> _The task_: Take the line that contains "Q: Pick out each instance of the fence" and all lines after it, up to and including the last line of the data, and write them out exactly; nothing else belongs in the answer.

> _Excerpt from a dataset_:
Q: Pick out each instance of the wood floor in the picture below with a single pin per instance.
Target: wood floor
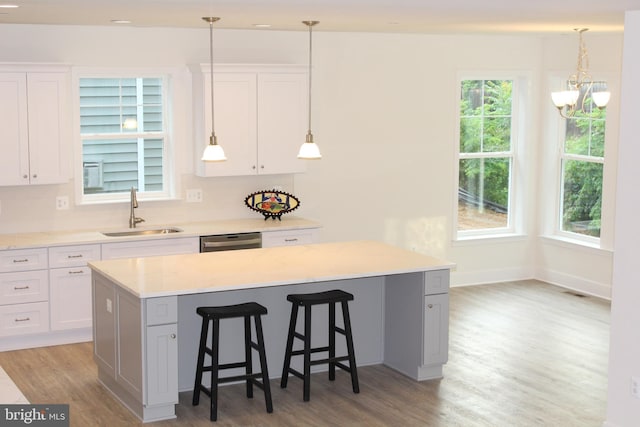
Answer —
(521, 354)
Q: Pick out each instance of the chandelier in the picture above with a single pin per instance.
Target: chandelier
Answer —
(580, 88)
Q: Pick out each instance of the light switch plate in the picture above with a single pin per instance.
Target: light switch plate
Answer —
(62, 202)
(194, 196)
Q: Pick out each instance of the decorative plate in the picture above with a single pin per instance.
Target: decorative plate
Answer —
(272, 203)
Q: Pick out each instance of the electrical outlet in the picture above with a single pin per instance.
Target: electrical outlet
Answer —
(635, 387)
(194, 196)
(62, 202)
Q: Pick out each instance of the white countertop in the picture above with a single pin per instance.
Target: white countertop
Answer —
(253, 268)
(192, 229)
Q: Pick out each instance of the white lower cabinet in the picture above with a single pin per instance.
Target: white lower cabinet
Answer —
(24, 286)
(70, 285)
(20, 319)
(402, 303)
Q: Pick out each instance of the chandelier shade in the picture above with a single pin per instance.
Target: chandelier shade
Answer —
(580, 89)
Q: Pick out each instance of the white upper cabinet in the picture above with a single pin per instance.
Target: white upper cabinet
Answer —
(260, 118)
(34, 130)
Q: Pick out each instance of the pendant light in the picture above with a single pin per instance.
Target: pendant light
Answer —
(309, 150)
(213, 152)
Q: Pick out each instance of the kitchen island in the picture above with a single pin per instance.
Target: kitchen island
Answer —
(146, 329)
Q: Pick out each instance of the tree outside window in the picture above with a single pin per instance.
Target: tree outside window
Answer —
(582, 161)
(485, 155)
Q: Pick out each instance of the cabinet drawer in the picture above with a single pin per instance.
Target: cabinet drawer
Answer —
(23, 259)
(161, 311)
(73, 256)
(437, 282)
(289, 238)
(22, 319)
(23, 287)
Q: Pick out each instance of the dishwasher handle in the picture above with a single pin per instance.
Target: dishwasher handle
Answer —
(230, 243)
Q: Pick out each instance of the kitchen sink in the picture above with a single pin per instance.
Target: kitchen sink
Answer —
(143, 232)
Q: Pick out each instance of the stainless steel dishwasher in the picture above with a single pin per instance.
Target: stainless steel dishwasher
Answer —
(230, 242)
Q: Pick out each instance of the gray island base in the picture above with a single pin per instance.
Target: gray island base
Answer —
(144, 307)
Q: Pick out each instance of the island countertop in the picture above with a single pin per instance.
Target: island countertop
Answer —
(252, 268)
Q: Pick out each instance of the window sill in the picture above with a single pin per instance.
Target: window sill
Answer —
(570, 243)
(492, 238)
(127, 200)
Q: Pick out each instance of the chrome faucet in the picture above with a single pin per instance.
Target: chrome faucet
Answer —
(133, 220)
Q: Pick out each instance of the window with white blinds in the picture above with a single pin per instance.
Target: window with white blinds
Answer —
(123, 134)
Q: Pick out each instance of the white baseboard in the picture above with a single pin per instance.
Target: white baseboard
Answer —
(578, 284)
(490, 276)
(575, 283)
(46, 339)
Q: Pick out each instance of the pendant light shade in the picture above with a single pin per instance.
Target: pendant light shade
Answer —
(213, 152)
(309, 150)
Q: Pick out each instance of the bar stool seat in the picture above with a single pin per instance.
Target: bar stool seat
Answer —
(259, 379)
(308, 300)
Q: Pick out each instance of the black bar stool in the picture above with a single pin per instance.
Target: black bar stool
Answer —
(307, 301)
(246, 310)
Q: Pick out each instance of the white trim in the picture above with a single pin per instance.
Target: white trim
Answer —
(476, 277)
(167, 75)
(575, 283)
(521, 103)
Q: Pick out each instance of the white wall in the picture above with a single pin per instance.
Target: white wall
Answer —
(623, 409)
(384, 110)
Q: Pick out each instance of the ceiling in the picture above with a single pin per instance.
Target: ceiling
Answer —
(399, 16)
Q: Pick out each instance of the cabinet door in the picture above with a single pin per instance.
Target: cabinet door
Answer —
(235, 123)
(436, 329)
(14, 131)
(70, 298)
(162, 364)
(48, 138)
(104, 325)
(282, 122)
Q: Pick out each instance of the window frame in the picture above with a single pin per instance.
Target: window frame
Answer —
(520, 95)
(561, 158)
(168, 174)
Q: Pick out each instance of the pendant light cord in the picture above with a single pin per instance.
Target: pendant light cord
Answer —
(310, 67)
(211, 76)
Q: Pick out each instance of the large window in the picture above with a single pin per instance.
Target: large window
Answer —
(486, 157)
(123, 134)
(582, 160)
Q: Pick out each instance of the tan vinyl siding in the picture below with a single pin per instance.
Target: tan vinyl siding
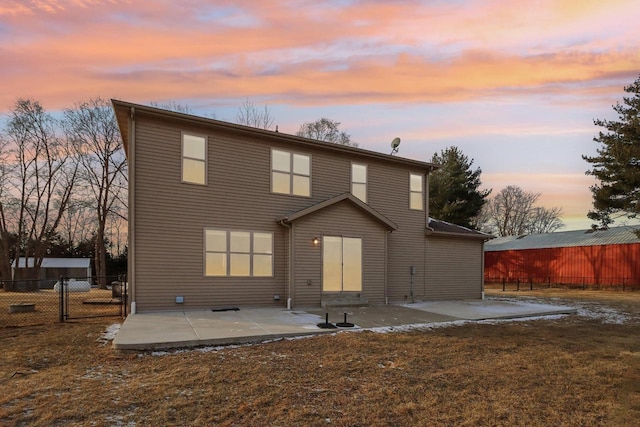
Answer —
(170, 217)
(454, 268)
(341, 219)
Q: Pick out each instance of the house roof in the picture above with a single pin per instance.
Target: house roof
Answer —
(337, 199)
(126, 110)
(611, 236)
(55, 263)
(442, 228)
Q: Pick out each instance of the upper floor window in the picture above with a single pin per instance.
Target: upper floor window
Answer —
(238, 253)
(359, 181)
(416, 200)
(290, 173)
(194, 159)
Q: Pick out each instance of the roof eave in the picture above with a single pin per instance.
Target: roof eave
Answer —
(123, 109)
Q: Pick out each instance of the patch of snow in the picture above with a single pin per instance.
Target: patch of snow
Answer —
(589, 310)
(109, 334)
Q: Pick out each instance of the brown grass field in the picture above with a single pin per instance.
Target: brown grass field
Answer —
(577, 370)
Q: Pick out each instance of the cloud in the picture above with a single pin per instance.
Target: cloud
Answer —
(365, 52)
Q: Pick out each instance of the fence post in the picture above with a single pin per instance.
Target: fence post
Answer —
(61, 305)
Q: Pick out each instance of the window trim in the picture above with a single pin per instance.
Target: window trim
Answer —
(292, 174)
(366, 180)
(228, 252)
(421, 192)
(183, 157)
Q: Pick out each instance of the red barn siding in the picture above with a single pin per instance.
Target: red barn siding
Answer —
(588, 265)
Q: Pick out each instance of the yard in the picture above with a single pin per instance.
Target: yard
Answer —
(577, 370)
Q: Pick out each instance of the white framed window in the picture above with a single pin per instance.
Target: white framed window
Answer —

> _Response to the task_:
Q: Pick out each instance of the fence post in the picture above with a single pin per instance.
Target: fence post
Answer —
(61, 305)
Q: Pick out each instance of the window trim in the picture above with a single pin per instance.
Target: window trim
Answer —
(292, 174)
(366, 180)
(228, 252)
(421, 192)
(183, 157)
Q: Pick out each instance of the red barn siding in the picture above with a single pin per instance.
Target: red barn siding
Answer —
(588, 265)
Q: Pick out each instance of the yard in the picture above with a single pin per instance.
Target: yard
Answer —
(577, 370)
Q: Pick out each instance of the white framed window in the picture above with a single pin per instance.
Target: white framed window
Answer —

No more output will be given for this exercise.